Directions
Reproduce without alteration the lines of the material that begin with the one containing "Can you spot the green" and end with the one containing "x=537, y=101", including both of those lines and nothing else.

Records for the exercise
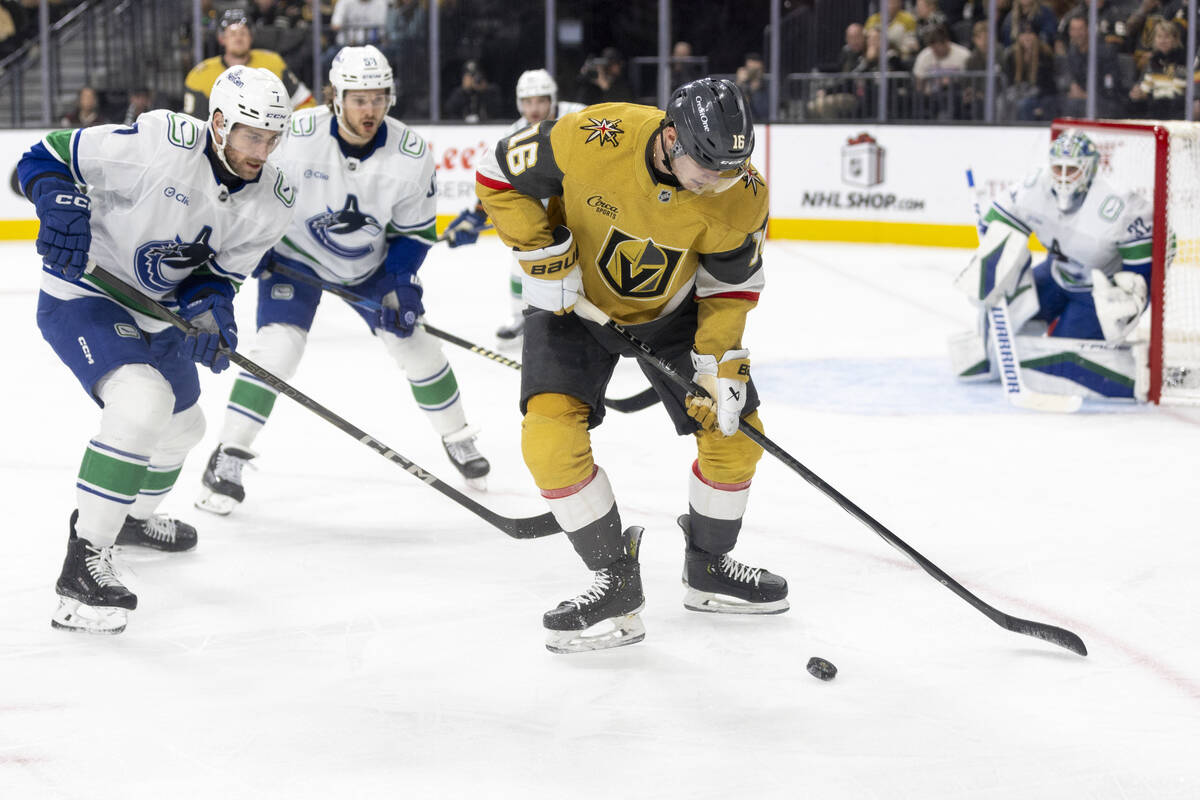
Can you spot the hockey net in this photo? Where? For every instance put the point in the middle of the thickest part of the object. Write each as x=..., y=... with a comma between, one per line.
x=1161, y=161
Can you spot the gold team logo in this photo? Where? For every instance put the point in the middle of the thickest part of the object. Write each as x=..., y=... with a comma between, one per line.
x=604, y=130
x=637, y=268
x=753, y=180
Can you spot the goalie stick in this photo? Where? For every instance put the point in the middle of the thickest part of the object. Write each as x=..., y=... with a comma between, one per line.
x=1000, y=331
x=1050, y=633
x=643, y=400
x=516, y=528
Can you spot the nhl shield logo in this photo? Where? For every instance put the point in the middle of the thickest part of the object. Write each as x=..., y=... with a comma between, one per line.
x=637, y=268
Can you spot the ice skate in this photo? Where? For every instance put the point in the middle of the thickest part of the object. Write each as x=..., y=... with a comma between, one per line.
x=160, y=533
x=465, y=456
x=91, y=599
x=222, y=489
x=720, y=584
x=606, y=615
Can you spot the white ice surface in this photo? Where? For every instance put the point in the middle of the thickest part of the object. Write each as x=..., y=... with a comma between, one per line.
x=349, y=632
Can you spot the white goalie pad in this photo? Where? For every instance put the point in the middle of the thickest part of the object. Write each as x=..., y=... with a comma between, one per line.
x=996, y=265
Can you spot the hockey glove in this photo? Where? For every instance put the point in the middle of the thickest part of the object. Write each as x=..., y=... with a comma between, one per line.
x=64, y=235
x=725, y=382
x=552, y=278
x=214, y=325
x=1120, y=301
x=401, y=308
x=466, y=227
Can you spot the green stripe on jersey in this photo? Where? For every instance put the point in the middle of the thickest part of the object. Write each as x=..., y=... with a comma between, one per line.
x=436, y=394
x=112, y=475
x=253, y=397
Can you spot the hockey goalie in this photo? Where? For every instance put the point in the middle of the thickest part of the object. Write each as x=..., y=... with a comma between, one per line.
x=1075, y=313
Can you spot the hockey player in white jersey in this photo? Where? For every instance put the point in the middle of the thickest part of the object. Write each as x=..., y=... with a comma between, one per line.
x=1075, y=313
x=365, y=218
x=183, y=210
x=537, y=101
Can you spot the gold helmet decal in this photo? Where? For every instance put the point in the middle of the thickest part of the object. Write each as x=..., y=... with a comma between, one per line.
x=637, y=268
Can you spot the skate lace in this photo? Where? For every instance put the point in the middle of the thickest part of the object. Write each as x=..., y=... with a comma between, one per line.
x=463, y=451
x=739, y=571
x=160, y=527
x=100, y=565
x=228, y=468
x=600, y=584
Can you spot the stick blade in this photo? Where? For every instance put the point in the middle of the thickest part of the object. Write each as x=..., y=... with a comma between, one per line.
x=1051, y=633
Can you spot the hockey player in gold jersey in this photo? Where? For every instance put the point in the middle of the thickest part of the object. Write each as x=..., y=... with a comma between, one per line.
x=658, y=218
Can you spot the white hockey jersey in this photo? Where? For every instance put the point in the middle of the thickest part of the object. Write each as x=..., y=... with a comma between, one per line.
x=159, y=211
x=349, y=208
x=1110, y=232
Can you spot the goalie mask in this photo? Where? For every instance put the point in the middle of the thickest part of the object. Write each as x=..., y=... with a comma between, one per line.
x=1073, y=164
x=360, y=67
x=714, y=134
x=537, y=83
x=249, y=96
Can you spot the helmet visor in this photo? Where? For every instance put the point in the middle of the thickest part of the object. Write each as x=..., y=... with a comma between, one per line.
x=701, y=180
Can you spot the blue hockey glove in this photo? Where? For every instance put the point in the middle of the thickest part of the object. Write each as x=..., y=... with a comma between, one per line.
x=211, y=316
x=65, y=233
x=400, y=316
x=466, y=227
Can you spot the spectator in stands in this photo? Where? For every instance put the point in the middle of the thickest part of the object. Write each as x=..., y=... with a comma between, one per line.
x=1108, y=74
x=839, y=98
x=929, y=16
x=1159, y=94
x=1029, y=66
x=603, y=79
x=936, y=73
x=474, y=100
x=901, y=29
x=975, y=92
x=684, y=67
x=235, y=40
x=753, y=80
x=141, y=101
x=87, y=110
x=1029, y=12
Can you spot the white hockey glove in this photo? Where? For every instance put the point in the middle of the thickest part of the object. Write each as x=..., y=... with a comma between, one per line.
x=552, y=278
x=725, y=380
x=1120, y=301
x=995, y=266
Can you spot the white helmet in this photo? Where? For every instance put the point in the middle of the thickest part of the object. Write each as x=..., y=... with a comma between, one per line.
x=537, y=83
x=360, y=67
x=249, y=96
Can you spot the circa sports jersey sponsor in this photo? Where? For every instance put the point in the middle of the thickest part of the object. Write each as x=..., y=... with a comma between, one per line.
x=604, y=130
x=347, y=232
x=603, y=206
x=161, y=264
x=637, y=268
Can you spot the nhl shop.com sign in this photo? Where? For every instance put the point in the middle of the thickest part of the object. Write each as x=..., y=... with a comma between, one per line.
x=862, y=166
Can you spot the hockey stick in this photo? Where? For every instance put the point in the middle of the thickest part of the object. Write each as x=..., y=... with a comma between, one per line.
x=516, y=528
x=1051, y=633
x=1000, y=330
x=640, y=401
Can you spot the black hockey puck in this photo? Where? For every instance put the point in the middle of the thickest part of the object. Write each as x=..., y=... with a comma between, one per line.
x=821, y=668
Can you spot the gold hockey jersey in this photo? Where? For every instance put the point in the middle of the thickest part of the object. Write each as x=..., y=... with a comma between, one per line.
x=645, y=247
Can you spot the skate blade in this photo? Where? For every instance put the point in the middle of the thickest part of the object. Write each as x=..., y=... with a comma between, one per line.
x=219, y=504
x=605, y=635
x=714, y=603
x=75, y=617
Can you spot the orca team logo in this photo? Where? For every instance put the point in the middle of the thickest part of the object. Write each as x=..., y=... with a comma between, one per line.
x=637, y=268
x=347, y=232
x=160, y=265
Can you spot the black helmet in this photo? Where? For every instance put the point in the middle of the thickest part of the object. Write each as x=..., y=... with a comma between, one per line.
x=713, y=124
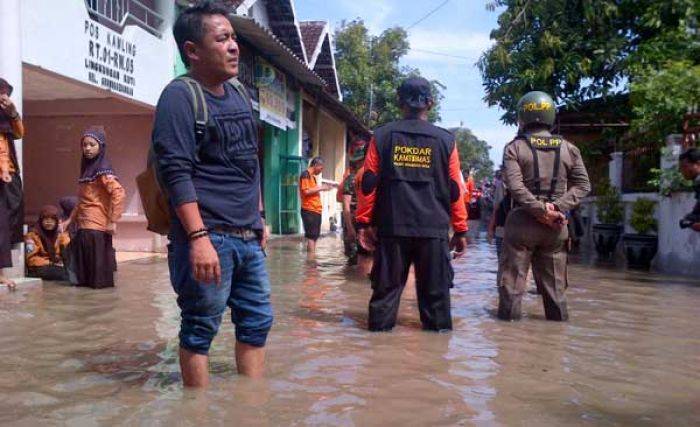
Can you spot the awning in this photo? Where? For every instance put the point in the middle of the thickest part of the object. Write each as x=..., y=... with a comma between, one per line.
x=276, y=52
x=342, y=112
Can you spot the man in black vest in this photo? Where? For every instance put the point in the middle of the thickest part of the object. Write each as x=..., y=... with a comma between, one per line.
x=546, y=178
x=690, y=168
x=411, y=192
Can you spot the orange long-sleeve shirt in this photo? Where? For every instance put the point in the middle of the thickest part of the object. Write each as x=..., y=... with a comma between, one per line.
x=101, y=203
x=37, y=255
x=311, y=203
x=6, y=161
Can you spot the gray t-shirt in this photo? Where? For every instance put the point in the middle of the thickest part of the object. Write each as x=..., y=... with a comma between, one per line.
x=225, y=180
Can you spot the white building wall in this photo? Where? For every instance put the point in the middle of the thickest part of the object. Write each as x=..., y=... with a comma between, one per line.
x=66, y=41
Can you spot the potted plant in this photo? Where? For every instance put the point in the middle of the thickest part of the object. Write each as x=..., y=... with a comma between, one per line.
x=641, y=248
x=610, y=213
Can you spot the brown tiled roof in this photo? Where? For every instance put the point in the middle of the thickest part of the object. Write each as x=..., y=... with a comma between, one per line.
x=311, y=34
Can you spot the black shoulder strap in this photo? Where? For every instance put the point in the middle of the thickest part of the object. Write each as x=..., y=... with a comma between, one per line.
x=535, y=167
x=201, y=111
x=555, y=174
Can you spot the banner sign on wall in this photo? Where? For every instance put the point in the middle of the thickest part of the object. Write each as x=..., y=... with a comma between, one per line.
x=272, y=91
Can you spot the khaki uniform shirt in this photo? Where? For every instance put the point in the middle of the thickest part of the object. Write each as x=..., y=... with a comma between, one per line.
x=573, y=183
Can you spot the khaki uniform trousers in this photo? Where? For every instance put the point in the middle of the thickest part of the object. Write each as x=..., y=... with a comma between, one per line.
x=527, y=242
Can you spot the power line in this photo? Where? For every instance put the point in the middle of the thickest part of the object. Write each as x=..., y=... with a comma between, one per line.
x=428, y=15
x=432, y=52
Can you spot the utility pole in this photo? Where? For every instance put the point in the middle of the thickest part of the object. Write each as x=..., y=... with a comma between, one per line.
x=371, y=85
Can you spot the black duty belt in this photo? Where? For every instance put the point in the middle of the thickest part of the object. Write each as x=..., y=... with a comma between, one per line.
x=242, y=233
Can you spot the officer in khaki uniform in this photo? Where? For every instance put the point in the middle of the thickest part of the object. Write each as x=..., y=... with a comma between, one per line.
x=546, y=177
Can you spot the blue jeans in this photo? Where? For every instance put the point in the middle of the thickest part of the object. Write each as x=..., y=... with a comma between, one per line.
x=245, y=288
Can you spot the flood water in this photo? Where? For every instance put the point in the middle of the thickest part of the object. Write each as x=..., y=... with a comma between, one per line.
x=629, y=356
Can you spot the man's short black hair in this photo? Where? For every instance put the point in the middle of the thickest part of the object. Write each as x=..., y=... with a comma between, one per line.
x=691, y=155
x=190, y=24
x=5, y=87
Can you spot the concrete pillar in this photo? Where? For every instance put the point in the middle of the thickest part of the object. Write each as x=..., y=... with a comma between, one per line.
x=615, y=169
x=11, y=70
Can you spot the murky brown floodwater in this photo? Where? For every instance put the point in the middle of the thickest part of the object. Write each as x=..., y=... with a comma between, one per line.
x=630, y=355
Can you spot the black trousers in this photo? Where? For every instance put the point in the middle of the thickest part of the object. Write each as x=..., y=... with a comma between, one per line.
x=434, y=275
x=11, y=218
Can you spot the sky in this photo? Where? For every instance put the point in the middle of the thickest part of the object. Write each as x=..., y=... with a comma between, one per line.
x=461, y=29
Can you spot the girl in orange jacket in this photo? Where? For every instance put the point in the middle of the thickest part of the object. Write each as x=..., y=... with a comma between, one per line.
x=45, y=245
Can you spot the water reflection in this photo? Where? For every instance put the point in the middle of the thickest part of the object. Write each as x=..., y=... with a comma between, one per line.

Solution to the exercise
Can you spot the green stripe on jersey in this photo? Where? For every instance put the point in the middle of the thickest part of the object. Write each as x=..., y=... with a comma between, one per line.
x=436, y=394
x=112, y=475
x=253, y=397
Can you spot the hockey goalie in this photo? Where? For every instance put the point in the middle of the thickest part of the object. Write each as x=..., y=... with a comma between, one per line.
x=1075, y=313
Can you spot the hockey player in white jersey in this photo? Where? For every instance put the point in the middle of the thickest part of the object. Write each as x=..., y=... with a comma between, one per line.
x=1075, y=313
x=365, y=218
x=183, y=210
x=537, y=101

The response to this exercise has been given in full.